■ **Study questions**
A - According to the passage on MSF, what share of hospital beds in Gaza does MSF say it supports?
B - Write out the passage on MSF from "The ministry of" up to and including "providing any evidence.".
C - In the passage on MSF, what reason does MSF give for saying it would never knowingly employ people engaging in military activity?

■ **Given passage**
------------------------------------

The ministry of diaspora affairs also alleged that Israeli investigations had “determined that individuals affiliated with [Médecins Sans Frontières] were linked to terrorist organisations, including the Palestinian Islamic Jihad and Hamas”, without providing any evidence.

“Despite repeated requests, the organisation failed to provide full disclosure regarding the identities and roles of these individuals,” it said.

MSF said it took such allegations extremely seriously and that it would “never knowingly employ people engaging in military activity”.

“Any employee who engages in military activity would pose a danger to our staff and our patients. Publicly making such claims without substantiated evidence puts humanitarian staff at risk and undermines life-saving medical work,” it added.

MSF also warned that deregistration by Israeli authorities would effectively block it from operating in Gaza, “where we support one in five hospital beds and one in three births, cutting off life-saving medical assistance for hundreds of thousands of people”.

------------------------------------

Stored data:

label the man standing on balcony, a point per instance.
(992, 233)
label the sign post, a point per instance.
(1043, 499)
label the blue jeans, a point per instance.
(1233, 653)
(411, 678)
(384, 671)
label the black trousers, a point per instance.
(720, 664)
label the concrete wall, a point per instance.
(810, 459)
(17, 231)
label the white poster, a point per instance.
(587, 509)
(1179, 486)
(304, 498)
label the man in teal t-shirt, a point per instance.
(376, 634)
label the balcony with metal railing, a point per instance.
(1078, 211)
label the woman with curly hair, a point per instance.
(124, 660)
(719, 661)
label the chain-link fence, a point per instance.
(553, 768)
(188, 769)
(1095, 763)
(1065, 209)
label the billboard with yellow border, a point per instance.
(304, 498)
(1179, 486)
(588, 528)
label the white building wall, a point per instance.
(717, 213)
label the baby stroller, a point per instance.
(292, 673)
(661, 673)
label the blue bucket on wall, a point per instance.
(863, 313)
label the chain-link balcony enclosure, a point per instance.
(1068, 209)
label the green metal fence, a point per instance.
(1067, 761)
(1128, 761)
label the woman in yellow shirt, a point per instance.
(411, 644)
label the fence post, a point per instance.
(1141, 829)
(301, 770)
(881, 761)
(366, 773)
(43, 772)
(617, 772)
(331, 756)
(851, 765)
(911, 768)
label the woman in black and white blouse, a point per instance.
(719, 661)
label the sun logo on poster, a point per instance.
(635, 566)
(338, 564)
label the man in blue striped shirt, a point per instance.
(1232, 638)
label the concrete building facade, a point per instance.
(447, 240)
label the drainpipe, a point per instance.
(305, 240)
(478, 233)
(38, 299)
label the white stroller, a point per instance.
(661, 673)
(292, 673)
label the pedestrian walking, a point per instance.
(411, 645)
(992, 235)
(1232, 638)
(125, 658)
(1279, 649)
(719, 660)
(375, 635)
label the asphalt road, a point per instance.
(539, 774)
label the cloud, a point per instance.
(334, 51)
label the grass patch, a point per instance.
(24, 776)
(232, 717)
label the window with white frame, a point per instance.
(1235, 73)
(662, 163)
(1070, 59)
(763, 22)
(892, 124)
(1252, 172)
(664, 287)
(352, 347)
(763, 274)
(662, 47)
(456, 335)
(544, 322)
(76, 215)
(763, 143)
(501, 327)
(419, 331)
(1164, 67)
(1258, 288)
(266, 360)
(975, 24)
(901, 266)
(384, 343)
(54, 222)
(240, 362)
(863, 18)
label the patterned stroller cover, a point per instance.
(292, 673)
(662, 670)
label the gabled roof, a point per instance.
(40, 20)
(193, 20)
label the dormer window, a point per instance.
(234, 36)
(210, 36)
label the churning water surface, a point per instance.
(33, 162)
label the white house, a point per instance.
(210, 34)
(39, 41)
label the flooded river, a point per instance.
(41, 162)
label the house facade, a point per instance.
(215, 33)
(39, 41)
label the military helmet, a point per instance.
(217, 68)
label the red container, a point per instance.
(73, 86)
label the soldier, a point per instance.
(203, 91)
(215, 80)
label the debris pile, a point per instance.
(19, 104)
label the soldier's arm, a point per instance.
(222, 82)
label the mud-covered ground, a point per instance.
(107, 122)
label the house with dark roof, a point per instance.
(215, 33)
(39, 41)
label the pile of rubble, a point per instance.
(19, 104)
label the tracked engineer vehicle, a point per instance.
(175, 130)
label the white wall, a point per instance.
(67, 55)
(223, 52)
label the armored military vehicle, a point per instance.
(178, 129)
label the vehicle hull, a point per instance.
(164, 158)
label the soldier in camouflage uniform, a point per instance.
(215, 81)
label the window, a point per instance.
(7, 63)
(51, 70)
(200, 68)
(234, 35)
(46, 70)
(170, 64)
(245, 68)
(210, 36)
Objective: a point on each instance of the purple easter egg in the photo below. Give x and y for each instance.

------------------------------------

■ **Answer list**
A - One in five.

B -
The ministry of diaspora affairs also alleged that Israeli investigations had “determined that individuals affiliated with [Médecins Sans Frontières] were linked to terrorist organisations, including the Palestinian Islamic Jihad and Hamas”, without providing any evidence.

C - MSF says any employee who engages in military activity would pose a danger to its staff and its patients.